* BEGIN *

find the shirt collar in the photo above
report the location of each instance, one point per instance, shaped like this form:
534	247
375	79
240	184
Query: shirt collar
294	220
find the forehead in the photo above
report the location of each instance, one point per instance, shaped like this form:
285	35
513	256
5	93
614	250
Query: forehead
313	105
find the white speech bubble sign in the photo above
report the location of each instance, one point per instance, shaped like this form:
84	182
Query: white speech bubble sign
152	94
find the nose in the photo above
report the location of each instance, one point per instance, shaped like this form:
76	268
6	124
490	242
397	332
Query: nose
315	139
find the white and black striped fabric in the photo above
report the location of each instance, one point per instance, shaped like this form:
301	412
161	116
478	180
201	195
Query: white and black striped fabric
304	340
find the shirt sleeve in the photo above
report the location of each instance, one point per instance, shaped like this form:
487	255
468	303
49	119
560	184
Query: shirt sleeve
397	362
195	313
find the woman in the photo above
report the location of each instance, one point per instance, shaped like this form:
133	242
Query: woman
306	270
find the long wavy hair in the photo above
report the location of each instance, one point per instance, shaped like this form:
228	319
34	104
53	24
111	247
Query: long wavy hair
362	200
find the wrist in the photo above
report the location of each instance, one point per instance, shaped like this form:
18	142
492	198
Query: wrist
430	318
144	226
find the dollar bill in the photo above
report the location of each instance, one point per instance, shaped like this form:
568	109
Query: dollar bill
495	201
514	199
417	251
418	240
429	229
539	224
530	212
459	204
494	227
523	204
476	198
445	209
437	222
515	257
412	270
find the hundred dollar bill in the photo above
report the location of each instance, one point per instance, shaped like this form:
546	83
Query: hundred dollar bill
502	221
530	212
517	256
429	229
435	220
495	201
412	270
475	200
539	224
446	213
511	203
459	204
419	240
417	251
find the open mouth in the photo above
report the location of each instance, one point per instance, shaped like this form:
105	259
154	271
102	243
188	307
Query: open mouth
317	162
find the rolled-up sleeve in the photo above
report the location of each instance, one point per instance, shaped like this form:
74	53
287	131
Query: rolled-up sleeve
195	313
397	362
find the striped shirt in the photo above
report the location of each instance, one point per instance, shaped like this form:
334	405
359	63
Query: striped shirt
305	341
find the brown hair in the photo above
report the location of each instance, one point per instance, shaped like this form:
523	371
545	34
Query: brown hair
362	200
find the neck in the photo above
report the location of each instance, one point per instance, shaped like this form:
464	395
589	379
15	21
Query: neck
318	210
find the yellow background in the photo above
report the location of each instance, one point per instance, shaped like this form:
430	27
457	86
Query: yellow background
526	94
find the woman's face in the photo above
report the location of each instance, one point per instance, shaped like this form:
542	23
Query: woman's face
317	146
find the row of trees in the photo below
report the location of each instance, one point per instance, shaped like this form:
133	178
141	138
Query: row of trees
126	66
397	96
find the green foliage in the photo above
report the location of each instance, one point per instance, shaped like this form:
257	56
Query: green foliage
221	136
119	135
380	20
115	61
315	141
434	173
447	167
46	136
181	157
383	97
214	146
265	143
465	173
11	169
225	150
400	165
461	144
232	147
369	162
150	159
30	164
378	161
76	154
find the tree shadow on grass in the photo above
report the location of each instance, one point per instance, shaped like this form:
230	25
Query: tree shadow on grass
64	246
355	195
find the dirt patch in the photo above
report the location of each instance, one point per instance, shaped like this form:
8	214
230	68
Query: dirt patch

* END *

Written problem:
Take the entries and copy them out exactly.

Written solution:
find the shirt collar in the photo above
report the location of each instance, one point per instance, shaped like this form:
534	247
375	79
240	184
Query: shirt collar
294	220
find the forehead in the photo above
report the location of each instance, one point per instance, shaped like this form:
285	35
513	256
5	93
614	250
Query: forehead
313	105
find the white speech bubble sign in the photo above
report the location of each instance, one point per instance, shaped like this form:
84	182
Query: white speech bubble sign
152	94
find the nose in the photo above
report the location of each instance, one point per instance, shaped like this form:
76	268
6	124
490	242
397	332
Query: nose
315	139
find the white and black striped fabric in the photo above
report the location of each instance, one point per instance, shaped like this form:
301	412
161	116
478	180
201	195
Query: white and black striped fabric
304	340
find the shirt sleeve in the photo above
report the location of each instance, one point per instance, shaped like this form:
487	255
468	303
49	119
560	184
Query: shirt sleeve
397	362
195	313
find the woman in the photo above
report the location of each instance, one point per instance, shaped like this form:
133	242
Query: woman
306	270
find the long wavy hair in the photo above
report the location of each instance, one point per instance, shaped like this form:
228	319
34	104
53	24
111	247
Query: long wavy hair
362	200
find the wrist in the photo above
report the location of each instance, one point per instance, shaped like this form:
18	142
492	198
Query: wrist
430	318
144	226
find the dollar bill in the photo above
report the location of each instance, one point per instance, shaped like this form:
568	109
Query: dollar bill
495	201
514	199
417	251
418	240
429	229
539	224
530	212
459	204
494	227
523	204
476	198
445	209
437	222
515	257
412	270
find the hundred dollar bill in the photo above
report the location of each instance, one point per instance, shaped like this form:
546	83
Query: hundred dollar bill
502	221
530	212
517	256
429	229
435	220
495	201
412	270
475	200
539	224
446	213
511	203
459	204
419	240
417	251
find the open mouth in the photo above
report the location of each instance, one point per instance, shaped like this form:
105	259
154	271
102	243
188	307
Query: open mouth
317	162
find the rolled-up sleeve in the photo above
report the location of each instance, one point per instance, shaped like this form:
74	53
287	131
Query: rolled-up sleeve
195	313
397	362
find the striped shirt in the photo above
report the location of each instance, one point per instance, shaped like this form:
334	405
359	63
Query: striped shirt
305	341
find the brown hair in the photo above
report the location of each instance, one point per instance, shaped like this form:
523	371
545	34
Query: brown hair
362	200
find the neck in the photo above
report the location of each instance, one point per instance, shaped like this form:
464	395
589	379
15	21
Query: neck
318	210
find the yellow background in the photo above
report the location of each instance, one point per instance, shaped like this form:
430	27
457	86
Query: yellow background
526	94
find the woman's face in the photo above
report the location of each instance, one point per instance, shaped like this form:
542	23
Query: woman's face
317	146
find the row of trees in the photo below
report the location of each instance, one point per instance, shaped like this form:
133	178
141	138
Query: row of trees
126	66
397	96
find the green foliage in the photo above
report the location of each instance, one point per instance, shaped like this form:
257	56
Query: green foliage
221	136
119	135
380	20
115	61
315	141
434	173
447	167
46	136
181	157
383	97
214	146
265	143
465	173
11	169
225	150
400	165
461	144
232	147
369	162
150	159
30	164
378	161
76	154
find the tree shadow on grass in the photo above
report the location of each instance, one point per instance, shaped like this form:
230	25
Query: tree shadow on grass
64	246
355	195
find the dirt patch in the photo above
report the location of each instance, one point per instance, shaped like this form:
8	214
230	68
Query: dirt patch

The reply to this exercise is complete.